------ Exercise data
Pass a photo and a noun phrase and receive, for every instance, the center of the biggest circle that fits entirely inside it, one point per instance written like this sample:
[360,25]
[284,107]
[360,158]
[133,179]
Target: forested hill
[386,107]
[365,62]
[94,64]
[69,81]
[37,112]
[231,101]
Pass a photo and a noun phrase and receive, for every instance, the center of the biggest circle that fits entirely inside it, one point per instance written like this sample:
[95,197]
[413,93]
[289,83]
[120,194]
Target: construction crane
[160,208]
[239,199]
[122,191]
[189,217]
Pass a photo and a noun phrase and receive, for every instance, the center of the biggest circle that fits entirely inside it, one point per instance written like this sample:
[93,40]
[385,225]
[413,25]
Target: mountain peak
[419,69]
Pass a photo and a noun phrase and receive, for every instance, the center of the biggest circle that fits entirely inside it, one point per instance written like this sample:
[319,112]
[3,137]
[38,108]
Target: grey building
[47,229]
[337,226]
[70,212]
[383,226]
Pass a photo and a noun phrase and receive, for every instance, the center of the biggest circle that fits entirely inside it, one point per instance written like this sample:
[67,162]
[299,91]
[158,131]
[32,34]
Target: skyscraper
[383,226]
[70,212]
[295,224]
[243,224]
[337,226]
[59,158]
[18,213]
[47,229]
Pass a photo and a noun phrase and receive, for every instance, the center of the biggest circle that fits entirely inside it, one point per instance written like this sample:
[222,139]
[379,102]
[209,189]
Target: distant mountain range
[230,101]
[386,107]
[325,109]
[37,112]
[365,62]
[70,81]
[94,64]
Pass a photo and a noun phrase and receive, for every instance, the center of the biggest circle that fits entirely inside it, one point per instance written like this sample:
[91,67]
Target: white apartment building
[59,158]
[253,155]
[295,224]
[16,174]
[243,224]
------------
## Given task
How many lines in the records above contain the string "building"? Give only the number.

## Solution to this exercise
2